# [YOUR INSTRUCTIONS]
Which lines in the listing below contain the word "capped"? Show each of those lines in full.

# [ENTRIES SHOWN]
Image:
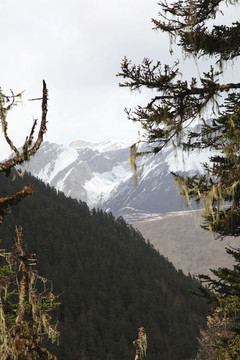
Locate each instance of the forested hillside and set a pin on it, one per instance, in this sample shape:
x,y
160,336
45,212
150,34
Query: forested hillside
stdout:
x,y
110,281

---

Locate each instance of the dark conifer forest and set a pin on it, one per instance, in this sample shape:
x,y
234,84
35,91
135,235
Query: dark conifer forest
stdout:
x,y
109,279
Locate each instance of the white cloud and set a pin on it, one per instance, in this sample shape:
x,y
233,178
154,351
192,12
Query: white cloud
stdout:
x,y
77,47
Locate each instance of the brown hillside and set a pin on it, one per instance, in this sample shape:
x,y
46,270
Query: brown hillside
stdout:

--

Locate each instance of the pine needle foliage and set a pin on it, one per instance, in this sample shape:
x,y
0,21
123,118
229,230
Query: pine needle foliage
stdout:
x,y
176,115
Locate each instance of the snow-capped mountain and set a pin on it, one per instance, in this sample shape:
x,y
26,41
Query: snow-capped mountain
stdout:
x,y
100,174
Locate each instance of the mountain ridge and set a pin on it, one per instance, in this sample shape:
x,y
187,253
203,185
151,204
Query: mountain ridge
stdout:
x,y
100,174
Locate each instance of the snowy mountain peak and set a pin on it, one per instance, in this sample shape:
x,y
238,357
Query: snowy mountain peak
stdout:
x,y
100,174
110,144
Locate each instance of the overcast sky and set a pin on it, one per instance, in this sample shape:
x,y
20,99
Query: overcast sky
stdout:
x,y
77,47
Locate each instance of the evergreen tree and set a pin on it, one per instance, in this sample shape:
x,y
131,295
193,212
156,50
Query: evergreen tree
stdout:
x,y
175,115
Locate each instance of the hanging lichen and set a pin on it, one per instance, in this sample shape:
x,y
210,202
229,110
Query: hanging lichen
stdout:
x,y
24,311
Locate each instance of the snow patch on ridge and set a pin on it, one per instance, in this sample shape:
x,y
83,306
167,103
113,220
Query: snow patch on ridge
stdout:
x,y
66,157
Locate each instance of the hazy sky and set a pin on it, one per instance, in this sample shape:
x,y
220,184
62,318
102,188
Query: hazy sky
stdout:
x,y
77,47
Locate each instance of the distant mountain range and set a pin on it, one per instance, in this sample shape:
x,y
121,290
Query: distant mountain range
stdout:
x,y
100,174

# [WRITTEN ANSWER]
Locate each instance of the snow-capped mountain and set a pin on it, one per instance, in this sample shape:
Query: snow-capped mountain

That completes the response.